To-do item: Please put every line of the rows below into a numbered list, leaving out blank lines and the pictures.

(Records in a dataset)
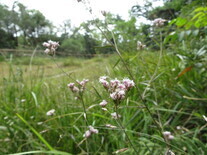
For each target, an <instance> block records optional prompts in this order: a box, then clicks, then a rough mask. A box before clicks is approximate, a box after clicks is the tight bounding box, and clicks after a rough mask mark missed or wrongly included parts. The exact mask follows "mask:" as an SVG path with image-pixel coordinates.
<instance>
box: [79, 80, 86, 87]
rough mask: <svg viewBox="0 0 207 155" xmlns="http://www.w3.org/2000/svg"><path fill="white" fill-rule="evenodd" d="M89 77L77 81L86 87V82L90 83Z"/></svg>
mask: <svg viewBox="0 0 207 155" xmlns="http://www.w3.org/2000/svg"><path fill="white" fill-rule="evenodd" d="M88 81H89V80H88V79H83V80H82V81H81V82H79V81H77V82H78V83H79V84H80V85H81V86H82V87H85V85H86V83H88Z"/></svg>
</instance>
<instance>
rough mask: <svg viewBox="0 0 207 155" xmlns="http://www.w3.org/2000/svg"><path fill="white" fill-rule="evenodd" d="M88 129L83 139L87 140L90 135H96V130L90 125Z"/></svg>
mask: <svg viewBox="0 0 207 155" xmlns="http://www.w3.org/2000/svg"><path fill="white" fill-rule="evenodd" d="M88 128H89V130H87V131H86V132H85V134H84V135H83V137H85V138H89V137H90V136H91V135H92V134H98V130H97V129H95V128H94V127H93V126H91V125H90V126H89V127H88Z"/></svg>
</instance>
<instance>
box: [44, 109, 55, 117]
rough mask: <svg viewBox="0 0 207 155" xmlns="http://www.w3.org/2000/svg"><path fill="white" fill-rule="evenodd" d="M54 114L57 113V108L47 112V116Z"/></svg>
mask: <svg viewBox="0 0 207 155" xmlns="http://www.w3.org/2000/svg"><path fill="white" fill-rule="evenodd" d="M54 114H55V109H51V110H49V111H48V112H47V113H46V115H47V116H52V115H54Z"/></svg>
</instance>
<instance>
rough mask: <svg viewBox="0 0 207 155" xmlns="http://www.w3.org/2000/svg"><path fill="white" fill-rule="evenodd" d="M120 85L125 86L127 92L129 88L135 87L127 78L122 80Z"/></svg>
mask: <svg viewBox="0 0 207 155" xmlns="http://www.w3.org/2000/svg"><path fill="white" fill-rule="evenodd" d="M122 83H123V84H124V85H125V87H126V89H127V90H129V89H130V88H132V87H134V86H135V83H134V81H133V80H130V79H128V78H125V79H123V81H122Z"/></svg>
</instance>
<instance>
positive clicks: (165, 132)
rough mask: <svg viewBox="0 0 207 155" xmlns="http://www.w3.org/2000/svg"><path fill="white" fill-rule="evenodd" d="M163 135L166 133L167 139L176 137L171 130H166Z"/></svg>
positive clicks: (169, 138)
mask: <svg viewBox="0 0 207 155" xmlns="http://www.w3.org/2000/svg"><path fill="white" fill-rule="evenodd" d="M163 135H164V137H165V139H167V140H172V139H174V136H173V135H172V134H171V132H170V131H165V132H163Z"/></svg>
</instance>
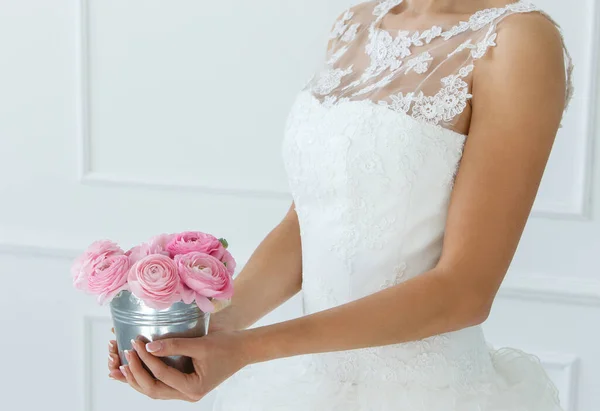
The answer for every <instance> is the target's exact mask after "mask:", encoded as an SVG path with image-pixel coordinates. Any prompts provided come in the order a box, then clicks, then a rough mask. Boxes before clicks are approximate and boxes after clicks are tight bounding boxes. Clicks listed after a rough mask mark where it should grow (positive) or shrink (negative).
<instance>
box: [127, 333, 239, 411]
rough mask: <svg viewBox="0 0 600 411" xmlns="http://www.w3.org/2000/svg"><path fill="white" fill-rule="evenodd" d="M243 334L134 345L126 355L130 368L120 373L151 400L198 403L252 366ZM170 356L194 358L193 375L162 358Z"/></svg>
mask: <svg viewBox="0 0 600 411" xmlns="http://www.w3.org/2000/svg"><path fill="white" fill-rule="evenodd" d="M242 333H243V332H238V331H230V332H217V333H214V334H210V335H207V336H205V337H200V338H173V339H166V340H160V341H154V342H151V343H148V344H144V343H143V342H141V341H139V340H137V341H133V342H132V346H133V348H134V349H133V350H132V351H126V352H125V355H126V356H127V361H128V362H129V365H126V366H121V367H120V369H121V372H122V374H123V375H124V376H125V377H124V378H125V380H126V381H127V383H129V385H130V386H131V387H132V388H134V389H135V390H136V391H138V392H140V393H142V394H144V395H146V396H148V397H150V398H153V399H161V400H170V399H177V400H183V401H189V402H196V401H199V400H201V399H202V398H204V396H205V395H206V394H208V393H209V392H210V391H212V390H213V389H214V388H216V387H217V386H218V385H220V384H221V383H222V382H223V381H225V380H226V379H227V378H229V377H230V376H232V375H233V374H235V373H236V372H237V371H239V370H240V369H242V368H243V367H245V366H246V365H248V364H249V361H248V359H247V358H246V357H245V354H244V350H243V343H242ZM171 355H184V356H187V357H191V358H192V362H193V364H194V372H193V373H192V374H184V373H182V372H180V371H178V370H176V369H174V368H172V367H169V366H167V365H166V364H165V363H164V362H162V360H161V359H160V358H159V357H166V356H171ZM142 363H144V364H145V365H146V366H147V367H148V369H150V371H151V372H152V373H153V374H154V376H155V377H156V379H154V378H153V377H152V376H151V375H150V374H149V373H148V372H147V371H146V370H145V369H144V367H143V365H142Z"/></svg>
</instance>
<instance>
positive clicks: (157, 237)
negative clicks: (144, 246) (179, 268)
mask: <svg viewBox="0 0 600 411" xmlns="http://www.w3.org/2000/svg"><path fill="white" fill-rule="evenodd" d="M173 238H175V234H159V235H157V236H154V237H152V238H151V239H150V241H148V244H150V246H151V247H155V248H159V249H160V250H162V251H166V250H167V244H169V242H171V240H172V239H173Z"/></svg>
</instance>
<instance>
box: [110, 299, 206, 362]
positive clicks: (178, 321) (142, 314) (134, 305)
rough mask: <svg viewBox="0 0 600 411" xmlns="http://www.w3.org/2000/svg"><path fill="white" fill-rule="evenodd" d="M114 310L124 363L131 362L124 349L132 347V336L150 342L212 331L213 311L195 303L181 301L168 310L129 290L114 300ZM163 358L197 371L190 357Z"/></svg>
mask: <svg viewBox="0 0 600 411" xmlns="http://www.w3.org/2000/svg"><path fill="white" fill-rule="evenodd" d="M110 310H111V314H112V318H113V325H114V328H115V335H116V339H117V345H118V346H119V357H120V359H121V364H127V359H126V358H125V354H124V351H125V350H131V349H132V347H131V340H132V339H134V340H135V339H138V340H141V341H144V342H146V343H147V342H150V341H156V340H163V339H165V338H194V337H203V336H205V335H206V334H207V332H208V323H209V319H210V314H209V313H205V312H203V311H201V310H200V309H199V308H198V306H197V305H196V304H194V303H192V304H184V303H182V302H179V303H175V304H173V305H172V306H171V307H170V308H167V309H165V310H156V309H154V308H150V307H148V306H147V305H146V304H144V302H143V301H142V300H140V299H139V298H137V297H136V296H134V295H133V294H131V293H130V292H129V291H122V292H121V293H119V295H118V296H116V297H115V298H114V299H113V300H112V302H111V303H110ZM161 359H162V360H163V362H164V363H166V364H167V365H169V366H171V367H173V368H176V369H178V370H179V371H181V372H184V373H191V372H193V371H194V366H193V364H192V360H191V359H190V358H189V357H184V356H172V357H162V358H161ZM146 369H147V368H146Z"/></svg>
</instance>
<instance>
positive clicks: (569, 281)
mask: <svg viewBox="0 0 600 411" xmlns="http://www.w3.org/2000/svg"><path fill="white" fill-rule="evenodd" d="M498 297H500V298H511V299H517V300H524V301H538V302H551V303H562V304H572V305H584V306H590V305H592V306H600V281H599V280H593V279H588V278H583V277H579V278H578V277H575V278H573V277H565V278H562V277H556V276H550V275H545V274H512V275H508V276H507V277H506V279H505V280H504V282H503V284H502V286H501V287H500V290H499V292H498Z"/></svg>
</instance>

Result for this task:
1. For each target, an <instance> block records optional prompts in this order: a box, then clicks, then a rough mask. A box before clicks is approximate, a box after clicks is the tight bounding box, and clicks after a rough mask mark missed or wrongly included parts. The exact mask follows "mask:" as an SVG path with image-pixel coordinates.
2. <instance>
3. box: [79, 80, 86, 87]
4. rough mask: <svg viewBox="0 0 207 155" xmlns="http://www.w3.org/2000/svg"><path fill="white" fill-rule="evenodd" d="M89 77L77 81L86 87V82L90 83Z"/></svg>
5. mask: <svg viewBox="0 0 207 155" xmlns="http://www.w3.org/2000/svg"><path fill="white" fill-rule="evenodd" d="M88 81H89V80H88V79H83V80H82V81H81V82H79V81H77V82H78V83H79V84H80V85H81V86H82V87H85V85H86V83H88Z"/></svg>
6. </instance>
7. <instance>
8. rough mask: <svg viewBox="0 0 207 155" xmlns="http://www.w3.org/2000/svg"><path fill="white" fill-rule="evenodd" d="M88 129L83 139L87 140L90 135H96V130L90 125Z"/></svg>
9. mask: <svg viewBox="0 0 207 155" xmlns="http://www.w3.org/2000/svg"><path fill="white" fill-rule="evenodd" d="M88 128H89V130H87V131H86V132H85V134H84V135H83V137H85V138H89V137H90V136H91V135H92V134H98V130H97V129H95V128H94V127H93V126H91V125H90V126H89V127H88Z"/></svg>
10. </instance>
11. <instance>
12. box: [44, 109, 55, 117]
13. rough mask: <svg viewBox="0 0 207 155" xmlns="http://www.w3.org/2000/svg"><path fill="white" fill-rule="evenodd" d="M54 114L57 113V108L47 112V116Z"/></svg>
14. mask: <svg viewBox="0 0 207 155" xmlns="http://www.w3.org/2000/svg"><path fill="white" fill-rule="evenodd" d="M54 114H55V109H51V110H49V111H48V112H47V113H46V115H47V116H52V115H54Z"/></svg>
15. </instance>
16. <instance>
17. rough mask: <svg viewBox="0 0 207 155" xmlns="http://www.w3.org/2000/svg"><path fill="white" fill-rule="evenodd" d="M120 85L125 86L127 92L129 88L135 87L127 78L122 80Z"/></svg>
18. mask: <svg viewBox="0 0 207 155" xmlns="http://www.w3.org/2000/svg"><path fill="white" fill-rule="evenodd" d="M122 83H123V84H124V85H125V87H126V89H127V90H129V89H130V88H132V87H134V86H135V83H134V81H133V80H130V79H128V78H125V79H123V81H122Z"/></svg>
19. </instance>
20. <instance>
21. positive clicks: (165, 132)
22. rough mask: <svg viewBox="0 0 207 155" xmlns="http://www.w3.org/2000/svg"><path fill="white" fill-rule="evenodd" d="M163 135L166 133L167 139L176 137L171 130H166Z"/></svg>
23. positive clicks: (169, 138)
24. mask: <svg viewBox="0 0 207 155" xmlns="http://www.w3.org/2000/svg"><path fill="white" fill-rule="evenodd" d="M163 135H164V137H165V139H167V140H172V139H174V136H173V135H172V134H171V132H170V131H165V132H163Z"/></svg>
25. </instance>
26. The answer for every <instance> is the target's exact mask after "mask:", encoded as an SVG path with image-pixel coordinates. Any prompts provided come in the order a box, then clicks, then a rough mask. Boxes before clicks are approximate and boxes after clicks are tight bounding boxes. Clicks listed after a rough mask mark where it should grow (positive) or shrink (negative).
27. <instance>
28. box: [127, 333, 239, 411]
29. rough mask: <svg viewBox="0 0 600 411" xmlns="http://www.w3.org/2000/svg"><path fill="white" fill-rule="evenodd" d="M243 334L134 345L126 355L130 368L120 373L151 400L198 403L252 366ZM170 356L194 358L193 375L162 358Z"/></svg>
30. mask: <svg viewBox="0 0 600 411" xmlns="http://www.w3.org/2000/svg"><path fill="white" fill-rule="evenodd" d="M242 333H243V332H238V331H230V332H217V333H214V334H210V335H207V336H205V337H200V338H173V339H166V340H160V341H154V342H151V343H148V344H144V343H143V342H141V341H139V340H137V341H133V342H132V346H133V348H134V349H133V350H132V351H126V352H125V355H126V356H127V361H128V362H129V365H126V366H121V367H120V369H121V372H122V374H123V375H124V376H125V377H124V378H125V380H126V381H127V383H129V385H130V386H131V387H132V388H134V389H135V390H136V391H138V392H140V393H142V394H144V395H146V396H148V397H150V398H153V399H161V400H170V399H177V400H183V401H189V402H196V401H199V400H201V399H202V398H204V396H205V395H206V394H208V393H209V392H210V391H212V390H213V389H214V388H216V387H217V386H218V385H220V384H221V383H222V382H223V381H225V380H226V379H227V378H229V377H230V376H232V375H233V374H235V373H236V372H237V371H239V370H240V369H242V368H243V367H245V366H246V365H248V364H249V361H248V359H247V358H246V357H245V354H244V350H243V343H242ZM171 355H184V356H187V357H191V358H192V362H193V364H194V372H193V373H192V374H184V373H182V372H180V371H178V370H176V369H174V368H172V367H169V366H167V365H166V364H165V363H164V362H162V360H161V359H160V358H159V357H166V356H171ZM142 363H144V364H145V365H146V366H147V367H148V369H150V371H151V372H152V373H153V374H154V376H155V377H156V379H154V378H153V377H152V376H151V375H150V374H149V373H148V372H147V371H146V370H145V369H144V367H143V365H142Z"/></svg>
31. </instance>
32. <instance>
33. positive clicks: (157, 237)
34. negative clicks: (144, 246) (179, 268)
35. mask: <svg viewBox="0 0 600 411" xmlns="http://www.w3.org/2000/svg"><path fill="white" fill-rule="evenodd" d="M173 238H175V234H159V235H157V236H154V237H152V238H151V239H150V241H148V244H150V246H151V247H155V248H159V249H160V250H162V251H166V250H167V244H169V242H171V240H172V239H173Z"/></svg>
36. </instance>
37. <instance>
38. box: [110, 299, 206, 362]
39. positive clicks: (178, 321) (142, 314) (134, 305)
40. rough mask: <svg viewBox="0 0 600 411" xmlns="http://www.w3.org/2000/svg"><path fill="white" fill-rule="evenodd" d="M114 310L124 363L131 362L124 349L132 347V336L150 342L212 331L213 311L195 303L181 301L168 310L129 290L114 300ZM163 358L197 371L190 357Z"/></svg>
41. mask: <svg viewBox="0 0 600 411" xmlns="http://www.w3.org/2000/svg"><path fill="white" fill-rule="evenodd" d="M110 310H111V314H112V318H113V325H114V328H115V335H116V339H117V345H118V346H119V357H120V359H121V364H127V359H126V358H125V354H124V351H125V350H131V349H132V347H131V340H132V339H134V340H135V339H138V340H141V341H144V342H146V343H147V342H150V341H156V340H163V339H165V338H194V337H203V336H205V335H206V334H207V332H208V323H209V319H210V314H209V313H205V312H203V311H201V310H200V309H199V308H198V306H197V305H196V304H194V303H192V304H184V303H182V302H179V303H175V304H173V305H172V306H171V307H170V308H167V309H165V310H156V309H154V308H150V307H148V306H147V305H146V304H144V302H143V301H142V300H140V299H139V298H137V297H136V296H134V295H133V294H131V293H130V292H129V291H122V292H121V293H119V295H118V296H116V297H115V298H114V299H113V300H112V302H111V303H110ZM161 359H162V360H163V362H164V363H166V364H167V365H169V366H171V367H173V368H176V369H178V370H179V371H181V372H184V373H191V372H193V371H194V366H193V364H192V360H191V359H190V358H189V357H184V356H172V357H162V358H161ZM146 369H147V368H146Z"/></svg>
42. </instance>
43. <instance>
44. positive clicks: (569, 281)
45. mask: <svg viewBox="0 0 600 411" xmlns="http://www.w3.org/2000/svg"><path fill="white" fill-rule="evenodd" d="M498 297H500V298H511V299H517V300H524V301H538V302H551V303H562V304H572V305H584V306H590V305H592V306H600V281H599V280H593V279H588V278H583V277H579V278H578V277H575V278H573V277H565V278H562V277H556V276H550V275H545V274H512V275H508V276H507V277H506V279H505V280H504V282H503V284H502V286H501V287H500V290H499V292H498Z"/></svg>
46. </instance>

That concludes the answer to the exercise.